#### Listed entries
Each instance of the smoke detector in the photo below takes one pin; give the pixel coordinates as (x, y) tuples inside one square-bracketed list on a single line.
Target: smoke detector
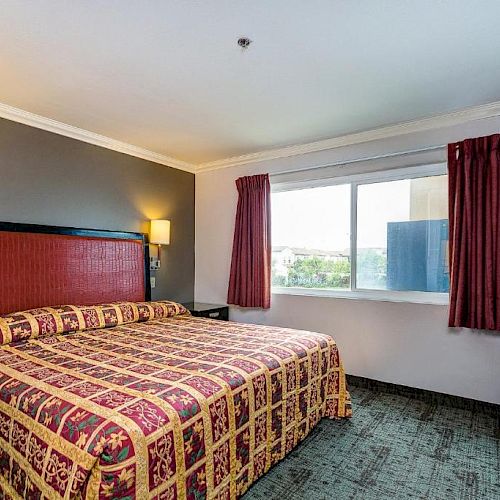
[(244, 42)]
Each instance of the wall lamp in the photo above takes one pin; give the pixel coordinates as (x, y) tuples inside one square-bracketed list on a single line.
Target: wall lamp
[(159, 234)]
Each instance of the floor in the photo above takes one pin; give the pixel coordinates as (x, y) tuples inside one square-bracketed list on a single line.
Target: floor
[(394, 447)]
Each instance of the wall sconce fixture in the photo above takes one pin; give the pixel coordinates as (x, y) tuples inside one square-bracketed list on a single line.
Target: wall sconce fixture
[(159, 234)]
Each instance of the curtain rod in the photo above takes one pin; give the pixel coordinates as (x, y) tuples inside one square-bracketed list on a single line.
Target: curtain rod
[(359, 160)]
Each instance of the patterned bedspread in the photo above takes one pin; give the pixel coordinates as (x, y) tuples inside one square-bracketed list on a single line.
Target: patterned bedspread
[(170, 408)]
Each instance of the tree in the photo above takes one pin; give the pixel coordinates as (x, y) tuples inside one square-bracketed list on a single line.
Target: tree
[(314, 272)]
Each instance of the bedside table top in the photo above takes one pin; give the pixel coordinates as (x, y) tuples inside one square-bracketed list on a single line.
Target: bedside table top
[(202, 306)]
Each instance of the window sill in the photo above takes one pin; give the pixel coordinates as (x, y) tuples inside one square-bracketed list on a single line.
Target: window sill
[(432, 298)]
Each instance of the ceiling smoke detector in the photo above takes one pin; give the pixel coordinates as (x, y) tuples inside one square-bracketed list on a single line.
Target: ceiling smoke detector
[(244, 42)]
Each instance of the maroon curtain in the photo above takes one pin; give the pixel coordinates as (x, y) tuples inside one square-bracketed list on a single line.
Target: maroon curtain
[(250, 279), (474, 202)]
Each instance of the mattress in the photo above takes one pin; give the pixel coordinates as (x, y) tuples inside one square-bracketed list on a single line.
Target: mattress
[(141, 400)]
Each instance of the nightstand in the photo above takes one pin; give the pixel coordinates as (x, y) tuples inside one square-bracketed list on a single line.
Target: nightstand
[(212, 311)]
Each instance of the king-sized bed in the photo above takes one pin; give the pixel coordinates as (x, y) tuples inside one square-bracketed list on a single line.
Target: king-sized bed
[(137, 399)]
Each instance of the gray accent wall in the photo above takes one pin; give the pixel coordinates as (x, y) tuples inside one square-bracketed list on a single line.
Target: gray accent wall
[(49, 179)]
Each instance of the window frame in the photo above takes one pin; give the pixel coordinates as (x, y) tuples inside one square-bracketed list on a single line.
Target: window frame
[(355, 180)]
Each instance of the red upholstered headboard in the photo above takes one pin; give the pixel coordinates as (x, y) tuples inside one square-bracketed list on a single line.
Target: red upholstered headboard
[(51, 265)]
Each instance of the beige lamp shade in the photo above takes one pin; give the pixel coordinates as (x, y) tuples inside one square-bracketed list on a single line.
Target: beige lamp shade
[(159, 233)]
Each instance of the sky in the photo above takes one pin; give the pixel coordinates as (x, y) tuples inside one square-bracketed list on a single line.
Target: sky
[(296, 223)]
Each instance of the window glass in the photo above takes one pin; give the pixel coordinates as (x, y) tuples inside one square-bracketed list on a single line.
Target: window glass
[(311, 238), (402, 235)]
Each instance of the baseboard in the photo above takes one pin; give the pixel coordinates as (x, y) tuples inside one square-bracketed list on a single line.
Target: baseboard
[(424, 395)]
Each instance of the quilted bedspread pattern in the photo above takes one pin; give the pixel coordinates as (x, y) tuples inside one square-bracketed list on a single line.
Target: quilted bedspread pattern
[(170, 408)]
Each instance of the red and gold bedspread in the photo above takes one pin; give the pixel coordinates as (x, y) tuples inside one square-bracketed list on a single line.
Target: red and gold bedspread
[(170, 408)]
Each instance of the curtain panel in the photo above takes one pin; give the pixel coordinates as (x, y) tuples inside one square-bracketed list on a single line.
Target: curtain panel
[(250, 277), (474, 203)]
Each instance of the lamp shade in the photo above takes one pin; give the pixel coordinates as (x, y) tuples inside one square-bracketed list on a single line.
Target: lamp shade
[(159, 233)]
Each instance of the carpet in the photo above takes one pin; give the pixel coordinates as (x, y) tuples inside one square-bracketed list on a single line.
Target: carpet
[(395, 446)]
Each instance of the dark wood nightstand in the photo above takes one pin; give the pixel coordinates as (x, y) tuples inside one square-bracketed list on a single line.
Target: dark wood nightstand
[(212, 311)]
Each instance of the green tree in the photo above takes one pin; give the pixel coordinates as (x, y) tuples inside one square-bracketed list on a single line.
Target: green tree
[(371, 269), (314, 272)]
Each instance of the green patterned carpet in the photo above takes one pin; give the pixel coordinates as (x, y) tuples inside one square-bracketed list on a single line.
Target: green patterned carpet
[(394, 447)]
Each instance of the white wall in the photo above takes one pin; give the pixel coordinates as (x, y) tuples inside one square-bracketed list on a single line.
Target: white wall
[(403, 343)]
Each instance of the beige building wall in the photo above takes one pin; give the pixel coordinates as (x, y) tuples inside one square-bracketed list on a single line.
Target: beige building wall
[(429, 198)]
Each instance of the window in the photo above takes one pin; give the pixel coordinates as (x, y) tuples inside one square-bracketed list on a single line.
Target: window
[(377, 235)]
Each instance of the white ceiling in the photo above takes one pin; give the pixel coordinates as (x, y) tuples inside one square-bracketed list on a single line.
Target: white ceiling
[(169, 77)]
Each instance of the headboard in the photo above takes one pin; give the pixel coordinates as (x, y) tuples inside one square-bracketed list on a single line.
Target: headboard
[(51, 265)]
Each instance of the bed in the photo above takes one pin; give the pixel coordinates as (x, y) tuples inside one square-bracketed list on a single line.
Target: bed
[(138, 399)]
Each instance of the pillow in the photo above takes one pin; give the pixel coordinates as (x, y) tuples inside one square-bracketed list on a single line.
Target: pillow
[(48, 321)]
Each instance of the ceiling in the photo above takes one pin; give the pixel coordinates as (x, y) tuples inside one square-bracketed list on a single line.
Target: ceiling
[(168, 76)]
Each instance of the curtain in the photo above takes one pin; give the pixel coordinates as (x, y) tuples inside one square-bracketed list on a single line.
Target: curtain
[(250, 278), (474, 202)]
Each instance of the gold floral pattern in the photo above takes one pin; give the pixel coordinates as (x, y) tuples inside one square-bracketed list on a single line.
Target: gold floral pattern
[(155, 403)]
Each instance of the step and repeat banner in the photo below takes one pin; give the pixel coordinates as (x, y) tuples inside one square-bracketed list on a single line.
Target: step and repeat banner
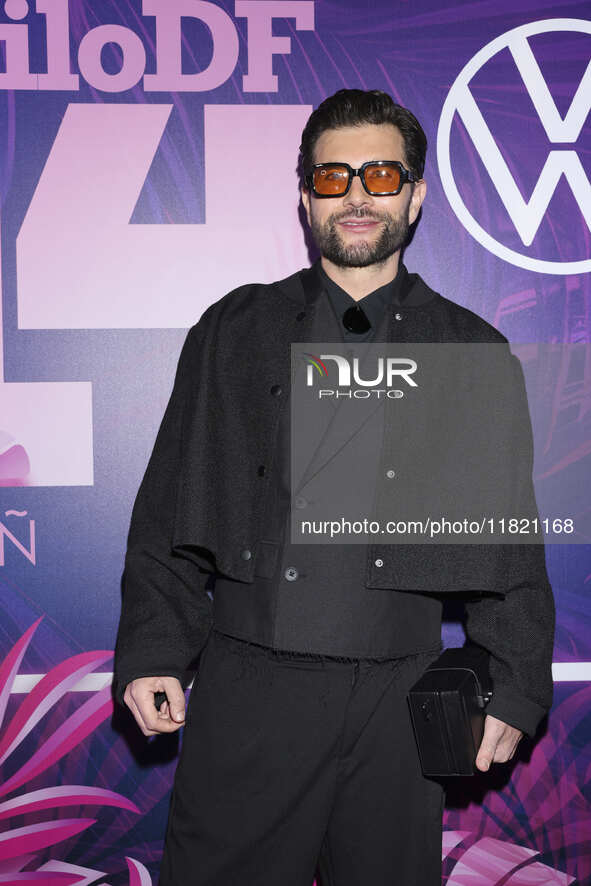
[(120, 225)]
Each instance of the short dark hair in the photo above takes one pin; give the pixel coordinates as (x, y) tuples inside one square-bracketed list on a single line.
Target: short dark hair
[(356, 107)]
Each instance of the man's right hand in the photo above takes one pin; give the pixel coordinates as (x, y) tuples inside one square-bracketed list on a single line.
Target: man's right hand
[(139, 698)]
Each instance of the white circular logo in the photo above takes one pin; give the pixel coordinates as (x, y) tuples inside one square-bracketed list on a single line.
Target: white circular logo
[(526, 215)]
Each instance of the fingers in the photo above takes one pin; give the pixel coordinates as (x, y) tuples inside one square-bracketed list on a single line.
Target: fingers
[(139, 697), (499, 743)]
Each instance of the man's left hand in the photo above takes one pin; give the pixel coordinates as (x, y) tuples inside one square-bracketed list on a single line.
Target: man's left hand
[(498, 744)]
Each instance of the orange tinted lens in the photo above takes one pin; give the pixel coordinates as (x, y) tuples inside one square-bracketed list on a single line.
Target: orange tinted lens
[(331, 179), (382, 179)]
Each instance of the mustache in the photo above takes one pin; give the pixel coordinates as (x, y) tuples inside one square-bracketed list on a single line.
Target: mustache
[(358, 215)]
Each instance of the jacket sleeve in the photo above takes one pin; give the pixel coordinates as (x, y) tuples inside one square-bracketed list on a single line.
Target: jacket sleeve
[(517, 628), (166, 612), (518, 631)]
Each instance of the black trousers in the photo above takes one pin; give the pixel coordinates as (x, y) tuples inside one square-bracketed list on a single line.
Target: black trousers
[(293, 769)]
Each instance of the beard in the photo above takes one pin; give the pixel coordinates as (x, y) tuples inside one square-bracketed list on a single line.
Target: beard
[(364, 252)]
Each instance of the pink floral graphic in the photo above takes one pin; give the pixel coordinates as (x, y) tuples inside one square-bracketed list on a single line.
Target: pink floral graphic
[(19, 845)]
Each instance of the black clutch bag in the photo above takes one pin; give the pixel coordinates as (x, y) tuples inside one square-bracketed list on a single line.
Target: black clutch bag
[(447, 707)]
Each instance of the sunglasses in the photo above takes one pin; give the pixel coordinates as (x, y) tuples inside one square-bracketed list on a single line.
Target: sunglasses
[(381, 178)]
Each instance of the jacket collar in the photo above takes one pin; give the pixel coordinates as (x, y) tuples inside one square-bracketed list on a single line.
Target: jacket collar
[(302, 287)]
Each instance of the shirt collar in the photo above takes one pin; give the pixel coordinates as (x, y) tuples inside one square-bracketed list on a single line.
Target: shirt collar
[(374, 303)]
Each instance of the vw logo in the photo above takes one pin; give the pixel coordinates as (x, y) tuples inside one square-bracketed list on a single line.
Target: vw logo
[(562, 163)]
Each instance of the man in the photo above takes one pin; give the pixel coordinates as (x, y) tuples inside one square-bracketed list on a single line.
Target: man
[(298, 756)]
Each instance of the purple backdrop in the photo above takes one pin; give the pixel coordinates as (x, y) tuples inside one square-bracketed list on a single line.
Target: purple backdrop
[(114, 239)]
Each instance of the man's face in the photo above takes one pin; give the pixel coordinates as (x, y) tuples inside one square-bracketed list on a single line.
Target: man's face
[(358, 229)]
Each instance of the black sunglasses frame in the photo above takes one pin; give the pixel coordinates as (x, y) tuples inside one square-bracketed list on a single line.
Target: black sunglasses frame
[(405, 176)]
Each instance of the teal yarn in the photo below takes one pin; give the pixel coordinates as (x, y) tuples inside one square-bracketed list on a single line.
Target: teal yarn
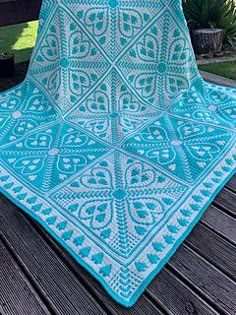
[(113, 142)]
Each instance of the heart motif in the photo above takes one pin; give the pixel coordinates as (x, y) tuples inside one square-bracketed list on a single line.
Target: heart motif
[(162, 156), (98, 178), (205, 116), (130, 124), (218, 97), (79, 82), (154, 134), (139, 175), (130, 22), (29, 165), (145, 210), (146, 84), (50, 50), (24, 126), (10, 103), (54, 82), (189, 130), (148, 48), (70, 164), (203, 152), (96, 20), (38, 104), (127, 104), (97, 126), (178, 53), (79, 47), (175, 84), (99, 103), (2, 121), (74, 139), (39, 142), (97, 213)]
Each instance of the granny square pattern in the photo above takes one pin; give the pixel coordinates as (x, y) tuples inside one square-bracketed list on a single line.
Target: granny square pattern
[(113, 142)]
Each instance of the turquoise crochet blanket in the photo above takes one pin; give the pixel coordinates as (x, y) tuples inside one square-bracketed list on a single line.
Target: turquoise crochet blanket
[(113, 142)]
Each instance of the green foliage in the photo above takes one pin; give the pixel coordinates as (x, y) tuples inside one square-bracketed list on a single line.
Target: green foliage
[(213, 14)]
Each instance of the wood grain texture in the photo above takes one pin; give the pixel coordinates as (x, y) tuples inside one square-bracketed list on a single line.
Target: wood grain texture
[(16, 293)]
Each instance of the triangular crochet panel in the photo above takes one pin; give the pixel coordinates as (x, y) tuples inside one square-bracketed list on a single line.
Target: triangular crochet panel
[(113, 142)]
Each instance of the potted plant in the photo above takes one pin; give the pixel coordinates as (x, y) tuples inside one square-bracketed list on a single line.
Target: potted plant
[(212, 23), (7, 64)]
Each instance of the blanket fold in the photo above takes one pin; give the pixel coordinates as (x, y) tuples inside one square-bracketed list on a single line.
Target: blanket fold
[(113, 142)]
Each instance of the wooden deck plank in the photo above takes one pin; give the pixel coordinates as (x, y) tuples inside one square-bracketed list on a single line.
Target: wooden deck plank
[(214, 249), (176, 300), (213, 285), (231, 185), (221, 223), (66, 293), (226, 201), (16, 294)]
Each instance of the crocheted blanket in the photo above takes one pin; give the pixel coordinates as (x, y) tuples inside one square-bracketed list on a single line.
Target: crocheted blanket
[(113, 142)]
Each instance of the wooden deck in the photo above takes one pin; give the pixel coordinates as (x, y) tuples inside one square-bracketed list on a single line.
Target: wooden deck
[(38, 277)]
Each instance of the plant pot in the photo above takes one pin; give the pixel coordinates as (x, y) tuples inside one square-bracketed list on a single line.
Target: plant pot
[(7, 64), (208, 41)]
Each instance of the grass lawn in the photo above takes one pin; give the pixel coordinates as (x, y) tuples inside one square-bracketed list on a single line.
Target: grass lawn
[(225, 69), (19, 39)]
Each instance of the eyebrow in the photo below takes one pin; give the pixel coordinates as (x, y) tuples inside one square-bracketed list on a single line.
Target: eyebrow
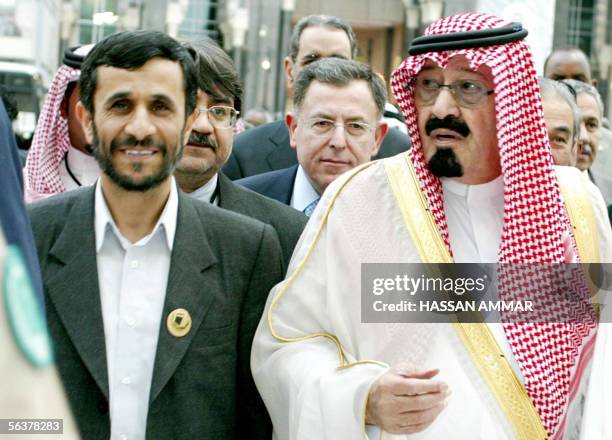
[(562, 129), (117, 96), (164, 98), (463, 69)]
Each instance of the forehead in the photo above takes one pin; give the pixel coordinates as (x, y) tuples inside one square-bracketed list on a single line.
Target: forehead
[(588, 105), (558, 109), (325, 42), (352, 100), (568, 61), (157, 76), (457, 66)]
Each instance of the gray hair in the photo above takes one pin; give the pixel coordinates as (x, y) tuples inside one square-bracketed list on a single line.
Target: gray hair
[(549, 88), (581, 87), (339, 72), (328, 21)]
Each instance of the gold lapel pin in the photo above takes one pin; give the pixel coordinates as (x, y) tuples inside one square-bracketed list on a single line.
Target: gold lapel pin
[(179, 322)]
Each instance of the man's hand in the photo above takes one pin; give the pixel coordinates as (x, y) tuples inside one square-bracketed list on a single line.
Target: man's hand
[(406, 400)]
########
Written problem:
Rewrite the lines between the one holding "Each instance of the wall sconce" and the one holding "[(359, 160)]", inclusive, as a two-column CSV with the headers text and answer. Give one row per answer, placing the wording that precedes that answer in the text field, quoting both fields and turning line breaks into spaces.

Solution for this task:
text,answer
"Each instance of the wall sconce fixture in the photo above takes one pin; give the pixel coordinates as (x, y) tuples inside one square-bracketed list on a single line. Target: wall sconce fixture","[(159, 234)]"
"Each instance of the curtain rod in the photo above takes one pin; give the pixel coordinates as (x, y) tuples inside one square-bracketed list on a single line. Target: curtain rod","[(359, 160)]"